• INPUT MATERIAL:
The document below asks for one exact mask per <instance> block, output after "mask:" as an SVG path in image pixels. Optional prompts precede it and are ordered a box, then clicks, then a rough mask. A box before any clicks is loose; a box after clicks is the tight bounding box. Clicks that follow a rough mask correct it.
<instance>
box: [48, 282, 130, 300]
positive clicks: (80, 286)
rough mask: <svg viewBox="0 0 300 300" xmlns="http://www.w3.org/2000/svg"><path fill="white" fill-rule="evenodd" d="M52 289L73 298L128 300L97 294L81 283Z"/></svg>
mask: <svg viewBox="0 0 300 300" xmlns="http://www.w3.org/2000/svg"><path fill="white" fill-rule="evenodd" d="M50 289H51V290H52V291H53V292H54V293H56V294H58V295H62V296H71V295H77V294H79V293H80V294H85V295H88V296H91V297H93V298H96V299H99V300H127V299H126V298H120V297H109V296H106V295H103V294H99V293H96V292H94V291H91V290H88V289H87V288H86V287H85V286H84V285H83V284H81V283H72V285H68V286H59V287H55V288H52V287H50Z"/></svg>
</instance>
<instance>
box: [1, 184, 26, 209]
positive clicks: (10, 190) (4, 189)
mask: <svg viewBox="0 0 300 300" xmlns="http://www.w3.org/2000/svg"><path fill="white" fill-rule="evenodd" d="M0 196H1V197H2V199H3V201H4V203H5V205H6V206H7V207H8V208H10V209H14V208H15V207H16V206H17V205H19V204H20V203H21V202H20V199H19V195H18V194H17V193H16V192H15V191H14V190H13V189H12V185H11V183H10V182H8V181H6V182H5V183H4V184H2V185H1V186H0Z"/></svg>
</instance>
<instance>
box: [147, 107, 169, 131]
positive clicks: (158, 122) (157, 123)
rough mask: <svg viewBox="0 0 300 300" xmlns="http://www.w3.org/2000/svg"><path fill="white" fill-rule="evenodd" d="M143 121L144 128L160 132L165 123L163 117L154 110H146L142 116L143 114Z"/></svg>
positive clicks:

• WORK INSTRUCTION: Write out the items word for word, from their very beginning through the line that contains "289L73 298L128 300L97", with both ends included.

• SOLUTION TO THIS EXERCISE:
The document below asks for one exact mask per <instance> block, output after "mask:" as an SVG path in image pixels. Optional prompts precede it and are ordered a box, then clicks, then a rough mask. A box before any clicks is loose; a box after clicks is the tight bounding box. Clicks that follow a rough mask correct it.
<instance>
box: [48, 282, 130, 300]
positive clicks: (80, 286)
rough mask: <svg viewBox="0 0 300 300" xmlns="http://www.w3.org/2000/svg"><path fill="white" fill-rule="evenodd" d="M52 289L73 298L128 300L97 294L81 283Z"/></svg>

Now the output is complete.